======== Given data

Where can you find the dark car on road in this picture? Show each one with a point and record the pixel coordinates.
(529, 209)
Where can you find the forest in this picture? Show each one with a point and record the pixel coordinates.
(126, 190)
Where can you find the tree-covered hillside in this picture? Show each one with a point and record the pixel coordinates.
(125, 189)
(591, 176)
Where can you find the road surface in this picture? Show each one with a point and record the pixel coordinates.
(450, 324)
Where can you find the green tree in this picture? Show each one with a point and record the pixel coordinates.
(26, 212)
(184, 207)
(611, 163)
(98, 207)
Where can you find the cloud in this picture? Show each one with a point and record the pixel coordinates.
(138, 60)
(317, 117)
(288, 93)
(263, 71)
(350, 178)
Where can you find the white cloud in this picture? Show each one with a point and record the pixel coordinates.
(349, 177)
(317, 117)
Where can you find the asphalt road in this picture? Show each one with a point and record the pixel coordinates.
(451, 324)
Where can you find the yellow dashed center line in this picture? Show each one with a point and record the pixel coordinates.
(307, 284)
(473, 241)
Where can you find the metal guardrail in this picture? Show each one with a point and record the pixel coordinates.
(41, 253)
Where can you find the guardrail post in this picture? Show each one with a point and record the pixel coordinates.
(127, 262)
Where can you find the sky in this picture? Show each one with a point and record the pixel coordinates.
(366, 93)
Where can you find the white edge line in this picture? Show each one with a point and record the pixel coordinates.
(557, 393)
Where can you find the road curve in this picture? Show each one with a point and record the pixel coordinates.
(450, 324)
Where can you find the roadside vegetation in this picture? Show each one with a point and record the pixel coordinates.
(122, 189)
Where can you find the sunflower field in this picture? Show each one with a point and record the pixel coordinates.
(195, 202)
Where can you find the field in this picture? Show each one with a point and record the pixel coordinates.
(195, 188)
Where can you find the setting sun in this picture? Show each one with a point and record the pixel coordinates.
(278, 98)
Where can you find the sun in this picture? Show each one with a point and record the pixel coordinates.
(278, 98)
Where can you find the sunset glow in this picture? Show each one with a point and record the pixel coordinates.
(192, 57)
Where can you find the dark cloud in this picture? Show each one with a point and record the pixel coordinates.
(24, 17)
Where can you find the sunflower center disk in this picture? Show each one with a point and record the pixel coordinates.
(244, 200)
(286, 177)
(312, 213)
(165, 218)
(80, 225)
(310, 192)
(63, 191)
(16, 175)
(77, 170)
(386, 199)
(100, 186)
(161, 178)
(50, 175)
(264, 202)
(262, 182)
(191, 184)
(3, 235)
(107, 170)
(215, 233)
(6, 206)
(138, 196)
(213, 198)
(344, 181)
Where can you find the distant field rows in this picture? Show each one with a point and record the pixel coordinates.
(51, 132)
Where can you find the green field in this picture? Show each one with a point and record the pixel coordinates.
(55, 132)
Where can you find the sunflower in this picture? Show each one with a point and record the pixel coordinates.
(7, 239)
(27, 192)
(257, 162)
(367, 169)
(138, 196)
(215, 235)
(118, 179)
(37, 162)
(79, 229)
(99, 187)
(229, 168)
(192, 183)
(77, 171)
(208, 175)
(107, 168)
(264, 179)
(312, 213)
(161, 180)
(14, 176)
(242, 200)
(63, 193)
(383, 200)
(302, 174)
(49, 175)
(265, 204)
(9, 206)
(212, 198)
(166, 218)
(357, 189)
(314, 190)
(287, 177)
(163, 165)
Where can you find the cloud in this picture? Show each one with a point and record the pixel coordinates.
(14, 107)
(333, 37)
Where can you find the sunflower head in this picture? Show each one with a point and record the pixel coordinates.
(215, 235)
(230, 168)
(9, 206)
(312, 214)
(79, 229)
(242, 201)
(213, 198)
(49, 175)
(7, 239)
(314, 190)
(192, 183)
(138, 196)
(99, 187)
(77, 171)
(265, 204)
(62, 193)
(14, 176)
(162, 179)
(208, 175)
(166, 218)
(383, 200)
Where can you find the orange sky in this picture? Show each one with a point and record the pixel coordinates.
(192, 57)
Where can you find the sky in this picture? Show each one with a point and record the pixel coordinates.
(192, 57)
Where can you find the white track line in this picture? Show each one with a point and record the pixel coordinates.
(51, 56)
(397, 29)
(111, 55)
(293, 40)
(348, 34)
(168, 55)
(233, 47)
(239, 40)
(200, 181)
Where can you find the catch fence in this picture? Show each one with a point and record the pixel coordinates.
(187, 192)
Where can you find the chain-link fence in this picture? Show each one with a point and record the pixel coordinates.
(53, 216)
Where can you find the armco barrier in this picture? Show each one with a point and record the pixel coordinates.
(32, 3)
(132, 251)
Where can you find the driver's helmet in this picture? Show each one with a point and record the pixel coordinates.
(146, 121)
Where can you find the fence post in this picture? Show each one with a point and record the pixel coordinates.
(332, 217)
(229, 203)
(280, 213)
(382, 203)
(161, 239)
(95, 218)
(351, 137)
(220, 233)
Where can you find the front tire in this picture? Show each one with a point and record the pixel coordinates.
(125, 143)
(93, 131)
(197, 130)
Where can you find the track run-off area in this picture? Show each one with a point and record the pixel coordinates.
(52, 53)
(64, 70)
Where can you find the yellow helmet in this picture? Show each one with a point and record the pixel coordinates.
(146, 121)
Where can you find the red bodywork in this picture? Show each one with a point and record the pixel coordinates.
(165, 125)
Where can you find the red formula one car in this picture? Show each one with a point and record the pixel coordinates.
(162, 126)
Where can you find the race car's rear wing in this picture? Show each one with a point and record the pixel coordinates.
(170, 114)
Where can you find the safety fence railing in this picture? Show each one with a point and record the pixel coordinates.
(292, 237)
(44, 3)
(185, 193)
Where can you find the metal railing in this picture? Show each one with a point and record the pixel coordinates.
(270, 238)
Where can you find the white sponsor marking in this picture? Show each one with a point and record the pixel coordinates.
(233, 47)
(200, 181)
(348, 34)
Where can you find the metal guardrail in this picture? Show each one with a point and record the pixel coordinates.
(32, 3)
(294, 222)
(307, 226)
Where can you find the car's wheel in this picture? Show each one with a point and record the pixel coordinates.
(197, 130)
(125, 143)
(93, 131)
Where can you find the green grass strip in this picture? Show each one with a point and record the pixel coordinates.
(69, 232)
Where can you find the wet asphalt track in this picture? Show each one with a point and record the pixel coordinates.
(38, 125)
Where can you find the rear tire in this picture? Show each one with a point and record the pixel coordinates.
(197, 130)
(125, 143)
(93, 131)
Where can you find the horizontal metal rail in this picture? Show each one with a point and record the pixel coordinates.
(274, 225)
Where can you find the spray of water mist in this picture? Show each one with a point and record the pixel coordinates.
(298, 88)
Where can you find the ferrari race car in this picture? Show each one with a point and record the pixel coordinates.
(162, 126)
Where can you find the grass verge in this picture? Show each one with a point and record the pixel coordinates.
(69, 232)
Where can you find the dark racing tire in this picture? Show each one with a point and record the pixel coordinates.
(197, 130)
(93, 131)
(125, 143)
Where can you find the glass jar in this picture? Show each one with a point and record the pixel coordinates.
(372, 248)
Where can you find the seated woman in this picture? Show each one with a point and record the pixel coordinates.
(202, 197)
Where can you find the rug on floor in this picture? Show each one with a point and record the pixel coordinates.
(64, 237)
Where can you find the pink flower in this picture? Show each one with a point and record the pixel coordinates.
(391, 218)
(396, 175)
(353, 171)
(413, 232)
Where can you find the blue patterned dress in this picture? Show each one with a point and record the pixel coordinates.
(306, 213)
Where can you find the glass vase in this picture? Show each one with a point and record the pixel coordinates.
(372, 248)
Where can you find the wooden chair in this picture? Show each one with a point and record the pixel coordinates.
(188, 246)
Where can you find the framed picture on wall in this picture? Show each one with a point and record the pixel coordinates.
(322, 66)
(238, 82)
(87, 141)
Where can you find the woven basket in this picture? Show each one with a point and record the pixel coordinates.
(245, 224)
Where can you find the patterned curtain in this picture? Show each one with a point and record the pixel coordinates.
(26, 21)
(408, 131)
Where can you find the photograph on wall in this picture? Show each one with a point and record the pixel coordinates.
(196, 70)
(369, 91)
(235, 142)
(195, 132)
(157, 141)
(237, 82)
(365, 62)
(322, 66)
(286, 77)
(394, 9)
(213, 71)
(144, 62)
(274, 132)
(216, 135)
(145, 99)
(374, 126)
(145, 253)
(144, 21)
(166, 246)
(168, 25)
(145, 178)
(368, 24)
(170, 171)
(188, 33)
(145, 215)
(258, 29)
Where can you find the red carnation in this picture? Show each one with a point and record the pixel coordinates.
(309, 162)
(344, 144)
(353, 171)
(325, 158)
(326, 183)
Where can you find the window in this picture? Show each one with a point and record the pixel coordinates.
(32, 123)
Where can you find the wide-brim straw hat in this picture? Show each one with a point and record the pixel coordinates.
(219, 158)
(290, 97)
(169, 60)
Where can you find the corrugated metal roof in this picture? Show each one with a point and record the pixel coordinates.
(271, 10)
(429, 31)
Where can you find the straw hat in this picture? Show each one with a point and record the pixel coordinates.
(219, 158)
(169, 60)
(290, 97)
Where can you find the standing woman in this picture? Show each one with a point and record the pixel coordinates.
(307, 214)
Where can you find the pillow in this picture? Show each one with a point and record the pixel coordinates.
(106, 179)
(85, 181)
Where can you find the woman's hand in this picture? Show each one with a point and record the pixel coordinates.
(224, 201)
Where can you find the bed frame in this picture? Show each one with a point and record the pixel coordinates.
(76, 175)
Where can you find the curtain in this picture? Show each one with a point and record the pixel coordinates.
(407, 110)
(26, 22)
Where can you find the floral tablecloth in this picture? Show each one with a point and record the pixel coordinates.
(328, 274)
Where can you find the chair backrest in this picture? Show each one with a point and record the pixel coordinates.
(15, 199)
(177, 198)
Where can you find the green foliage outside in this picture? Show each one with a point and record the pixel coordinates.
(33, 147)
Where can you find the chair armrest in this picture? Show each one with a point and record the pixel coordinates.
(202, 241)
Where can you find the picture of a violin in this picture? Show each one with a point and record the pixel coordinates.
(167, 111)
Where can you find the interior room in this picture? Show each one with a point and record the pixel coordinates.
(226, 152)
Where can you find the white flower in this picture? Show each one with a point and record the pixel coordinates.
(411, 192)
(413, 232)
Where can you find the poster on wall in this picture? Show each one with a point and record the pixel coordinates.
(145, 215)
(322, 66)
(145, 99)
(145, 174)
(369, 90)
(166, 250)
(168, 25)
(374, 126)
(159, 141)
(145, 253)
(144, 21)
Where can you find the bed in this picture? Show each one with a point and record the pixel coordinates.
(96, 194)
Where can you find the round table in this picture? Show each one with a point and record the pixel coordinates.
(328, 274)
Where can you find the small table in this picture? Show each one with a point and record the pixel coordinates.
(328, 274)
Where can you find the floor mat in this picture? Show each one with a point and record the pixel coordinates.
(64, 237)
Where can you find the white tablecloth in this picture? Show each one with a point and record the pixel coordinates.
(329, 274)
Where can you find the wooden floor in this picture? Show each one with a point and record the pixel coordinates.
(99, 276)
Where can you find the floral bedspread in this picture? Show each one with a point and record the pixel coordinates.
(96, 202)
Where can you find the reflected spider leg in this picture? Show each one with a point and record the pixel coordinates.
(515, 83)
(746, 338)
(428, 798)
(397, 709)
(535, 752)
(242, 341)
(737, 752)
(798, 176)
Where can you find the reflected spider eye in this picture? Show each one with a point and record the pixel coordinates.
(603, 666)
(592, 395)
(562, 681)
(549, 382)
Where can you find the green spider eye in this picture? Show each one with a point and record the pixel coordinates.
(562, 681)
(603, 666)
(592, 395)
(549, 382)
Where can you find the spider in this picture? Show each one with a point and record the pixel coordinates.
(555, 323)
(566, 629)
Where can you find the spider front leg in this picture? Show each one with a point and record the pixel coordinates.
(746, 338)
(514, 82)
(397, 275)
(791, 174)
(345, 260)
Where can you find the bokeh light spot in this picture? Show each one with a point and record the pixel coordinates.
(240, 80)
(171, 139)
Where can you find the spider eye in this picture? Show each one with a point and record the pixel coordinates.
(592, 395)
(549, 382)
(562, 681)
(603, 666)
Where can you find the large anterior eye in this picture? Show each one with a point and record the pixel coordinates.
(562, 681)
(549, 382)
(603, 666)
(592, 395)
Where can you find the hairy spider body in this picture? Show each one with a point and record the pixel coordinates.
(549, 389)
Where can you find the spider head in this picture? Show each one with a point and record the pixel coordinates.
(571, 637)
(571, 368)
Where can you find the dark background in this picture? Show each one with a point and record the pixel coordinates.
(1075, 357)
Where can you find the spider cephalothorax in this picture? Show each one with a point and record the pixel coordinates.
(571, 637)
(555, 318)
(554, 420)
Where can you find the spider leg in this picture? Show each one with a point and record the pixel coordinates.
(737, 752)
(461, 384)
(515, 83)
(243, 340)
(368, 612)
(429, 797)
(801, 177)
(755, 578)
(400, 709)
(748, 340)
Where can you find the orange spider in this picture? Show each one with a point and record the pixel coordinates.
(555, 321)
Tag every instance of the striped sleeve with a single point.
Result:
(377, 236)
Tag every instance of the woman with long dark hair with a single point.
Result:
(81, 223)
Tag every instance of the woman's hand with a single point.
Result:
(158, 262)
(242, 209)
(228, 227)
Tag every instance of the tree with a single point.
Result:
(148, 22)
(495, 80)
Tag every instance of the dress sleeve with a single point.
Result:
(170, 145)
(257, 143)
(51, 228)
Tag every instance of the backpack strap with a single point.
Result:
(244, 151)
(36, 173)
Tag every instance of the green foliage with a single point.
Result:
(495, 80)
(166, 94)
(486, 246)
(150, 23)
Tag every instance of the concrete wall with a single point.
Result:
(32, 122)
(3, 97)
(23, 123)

================

■ **What to work on**
Pull out every line holding "sleeve" from the records above, and copy it.

■ **Response area**
Tag every instance of the striped sleeve with a single point.
Tag every instance of the dress sleeve with a single point.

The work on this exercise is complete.